*TO BE DONE*:
Can you return, word for word, the part of the WASH training text between "3. If your organization" and "community to community.", inclusive?

**** TEXT EXTRACT

1. You should familiarize yourself with both this Training guide, which will be used by the trainer, as well as with the accompanying Outreach Worker’s Handbook and the Collection of Resource Materials that the outreach workers will use during training and in their community work. This will give you a clear idea about roles, responsibilities, and scope of the training and its follow-on activities.

2. You or the trainer (see the note to trainer on p. 5) will need to gather certain information (such as national, regional, or local level WASH statistics) that will be presented during the training. These statistics should help the trainer and outreach workers understand the broad WASH context in which they are working. Suggestions for different kinds of statistics can be found in Module 1, Session 2, p. 33, of this guide or p. 7 of the Outreach Worker’s Handbook.

3. If your organization has already conducted assessments of local WASH conditions, the information from these assessments should be summarized in a way that both the trainer and outreach workers can understand easily. This information may facilitate the selection of target communities as well as help you determine the focus of promotional activities in the field.

4. You and the trainer should be familiar with the WASH conditions in the communities where the outreach workers will be conducting activities and be clear about your expectations (results or outputs). This will help the outreach workers know broadly where to focus efforts, although conditions may vary somewhat from community to community.

********
**** MATERIAL SHOWN

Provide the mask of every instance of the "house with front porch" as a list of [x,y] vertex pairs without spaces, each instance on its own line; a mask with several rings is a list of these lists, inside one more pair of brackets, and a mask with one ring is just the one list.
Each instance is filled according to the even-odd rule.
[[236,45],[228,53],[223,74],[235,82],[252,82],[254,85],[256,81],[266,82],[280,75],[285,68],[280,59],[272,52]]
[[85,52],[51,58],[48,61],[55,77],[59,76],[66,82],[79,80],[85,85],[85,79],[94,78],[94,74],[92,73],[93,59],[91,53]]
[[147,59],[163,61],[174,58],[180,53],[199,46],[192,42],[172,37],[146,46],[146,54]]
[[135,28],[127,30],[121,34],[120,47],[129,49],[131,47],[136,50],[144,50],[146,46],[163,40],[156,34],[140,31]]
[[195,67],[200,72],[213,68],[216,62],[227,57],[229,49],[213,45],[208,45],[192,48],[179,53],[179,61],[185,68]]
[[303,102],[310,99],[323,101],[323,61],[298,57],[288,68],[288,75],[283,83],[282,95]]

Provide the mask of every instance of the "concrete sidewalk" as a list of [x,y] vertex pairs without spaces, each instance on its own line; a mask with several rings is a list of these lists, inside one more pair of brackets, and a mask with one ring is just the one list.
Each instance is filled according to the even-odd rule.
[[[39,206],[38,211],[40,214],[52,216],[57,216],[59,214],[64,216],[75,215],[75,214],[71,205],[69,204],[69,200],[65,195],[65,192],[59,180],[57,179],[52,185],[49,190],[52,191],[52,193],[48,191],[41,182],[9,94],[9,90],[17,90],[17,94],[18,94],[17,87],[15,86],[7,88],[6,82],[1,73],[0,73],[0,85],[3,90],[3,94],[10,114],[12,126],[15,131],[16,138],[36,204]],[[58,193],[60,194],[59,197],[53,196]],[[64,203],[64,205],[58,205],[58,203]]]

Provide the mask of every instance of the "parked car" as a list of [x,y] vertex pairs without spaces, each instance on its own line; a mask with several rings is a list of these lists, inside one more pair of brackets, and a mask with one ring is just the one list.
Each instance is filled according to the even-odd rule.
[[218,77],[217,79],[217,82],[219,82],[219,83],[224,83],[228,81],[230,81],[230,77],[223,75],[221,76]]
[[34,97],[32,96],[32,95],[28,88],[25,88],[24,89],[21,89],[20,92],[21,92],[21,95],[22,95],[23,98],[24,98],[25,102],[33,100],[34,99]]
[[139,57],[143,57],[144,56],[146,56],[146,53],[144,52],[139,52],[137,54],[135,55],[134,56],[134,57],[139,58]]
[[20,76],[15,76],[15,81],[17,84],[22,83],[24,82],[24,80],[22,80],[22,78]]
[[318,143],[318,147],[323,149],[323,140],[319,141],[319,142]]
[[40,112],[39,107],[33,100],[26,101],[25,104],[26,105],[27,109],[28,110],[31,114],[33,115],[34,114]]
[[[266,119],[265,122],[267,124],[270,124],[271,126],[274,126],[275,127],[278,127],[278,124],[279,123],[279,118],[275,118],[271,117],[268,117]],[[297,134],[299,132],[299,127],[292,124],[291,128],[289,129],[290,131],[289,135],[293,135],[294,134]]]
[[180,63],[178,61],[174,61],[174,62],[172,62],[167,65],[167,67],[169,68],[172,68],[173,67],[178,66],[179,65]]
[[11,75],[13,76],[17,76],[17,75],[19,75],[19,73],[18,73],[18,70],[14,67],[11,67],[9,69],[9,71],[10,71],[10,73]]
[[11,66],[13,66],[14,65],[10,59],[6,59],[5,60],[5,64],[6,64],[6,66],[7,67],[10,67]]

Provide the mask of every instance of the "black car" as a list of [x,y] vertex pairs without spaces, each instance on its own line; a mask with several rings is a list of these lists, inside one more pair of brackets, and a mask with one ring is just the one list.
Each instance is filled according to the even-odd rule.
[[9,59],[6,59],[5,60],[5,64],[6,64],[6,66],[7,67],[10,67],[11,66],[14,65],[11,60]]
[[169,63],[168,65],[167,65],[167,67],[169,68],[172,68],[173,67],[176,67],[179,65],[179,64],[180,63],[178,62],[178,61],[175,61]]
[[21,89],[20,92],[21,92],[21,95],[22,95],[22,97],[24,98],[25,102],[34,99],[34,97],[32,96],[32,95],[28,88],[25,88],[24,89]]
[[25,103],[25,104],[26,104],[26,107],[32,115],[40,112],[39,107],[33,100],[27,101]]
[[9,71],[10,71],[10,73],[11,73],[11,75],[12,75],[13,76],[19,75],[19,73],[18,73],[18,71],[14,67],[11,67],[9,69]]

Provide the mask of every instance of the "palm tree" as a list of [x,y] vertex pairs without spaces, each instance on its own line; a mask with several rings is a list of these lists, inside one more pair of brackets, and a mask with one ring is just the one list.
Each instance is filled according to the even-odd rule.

********

*THE ANSWER*:
3. If your organization has already conducted assessments of local WASH conditions, the information from these assessments should be summarized in a way that both the trainer and outreach workers can understand easily. This information may facilitate the selection of target communities as well as help you determine the focus of promotional activities in the field.

4. You and the trainer should be familiar with the WASH conditions in the communities where the outreach workers will be conducting activities and be clear about your expectations (results or outputs). This will help the outreach workers know broadly where to focus efforts, although conditions may vary somewhat from community to community.